_Data supplied_
^^^^^^^^^^^^^^^^

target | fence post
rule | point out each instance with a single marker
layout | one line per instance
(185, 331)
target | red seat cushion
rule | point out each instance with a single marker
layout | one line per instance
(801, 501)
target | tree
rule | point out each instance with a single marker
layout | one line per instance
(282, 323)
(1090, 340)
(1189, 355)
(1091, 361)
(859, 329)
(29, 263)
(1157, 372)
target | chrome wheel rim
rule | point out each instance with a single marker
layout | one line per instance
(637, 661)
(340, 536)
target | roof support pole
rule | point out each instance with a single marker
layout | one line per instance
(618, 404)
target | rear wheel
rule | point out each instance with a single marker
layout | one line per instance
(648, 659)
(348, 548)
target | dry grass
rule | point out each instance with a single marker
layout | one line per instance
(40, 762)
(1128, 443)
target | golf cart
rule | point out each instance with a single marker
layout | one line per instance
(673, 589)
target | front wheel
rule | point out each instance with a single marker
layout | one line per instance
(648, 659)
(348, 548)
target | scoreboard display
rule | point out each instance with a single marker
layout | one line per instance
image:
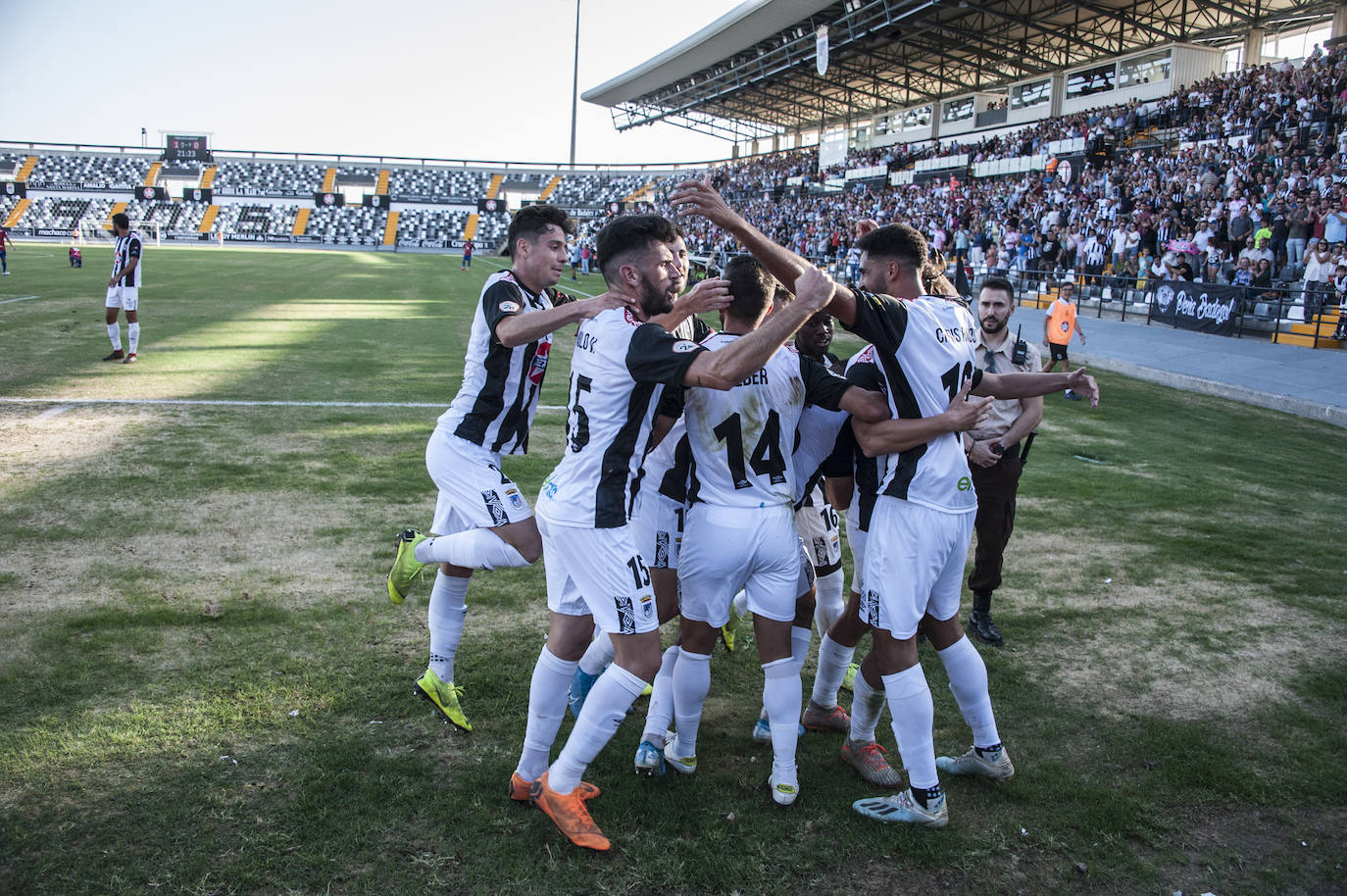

^^^^^^^^^^^^^^^^

_The exercise_
Rewrite all the lines above, changing "single marker" to "single dot" wherever it appears and keeping everything else the same. Leave out the picture.

_Written response_
target | fence post
rule | point out each instance with a single dot
layout | one line per instance
(185, 331)
target | red seat cushion
rule | point out each instance with a single dot
layout | one line per instance
(801, 501)
target | tree
rule | point out each instance with a single dot
layout | one line per instance
(282, 323)
(1090, 340)
(1189, 355)
(1091, 361)
(859, 329)
(29, 263)
(1157, 372)
target | chrome wheel rim
rule | point out each instance with a single dot
layout | one line per instance
(637, 661)
(340, 536)
target | roof support pole
rule | point out each instance with a single dot
layout | one line per instance
(618, 404)
target | rear wheel
rule | point out each instance with a single dot
layout | one line per instance
(648, 659)
(348, 548)
target | dry grass
rule | point out each instance with a single dot
layout | one line per instance
(40, 762)
(1128, 443)
target | golf cart
rule | point out each instance with a single dot
layout | one line per instance
(673, 589)
target | front wheel
rule | point out each instance with a single dot
layout | one line per instance
(648, 659)
(348, 548)
target | scoreboard display
rule | point out each instance with a single dot
layout | one line per instance
image:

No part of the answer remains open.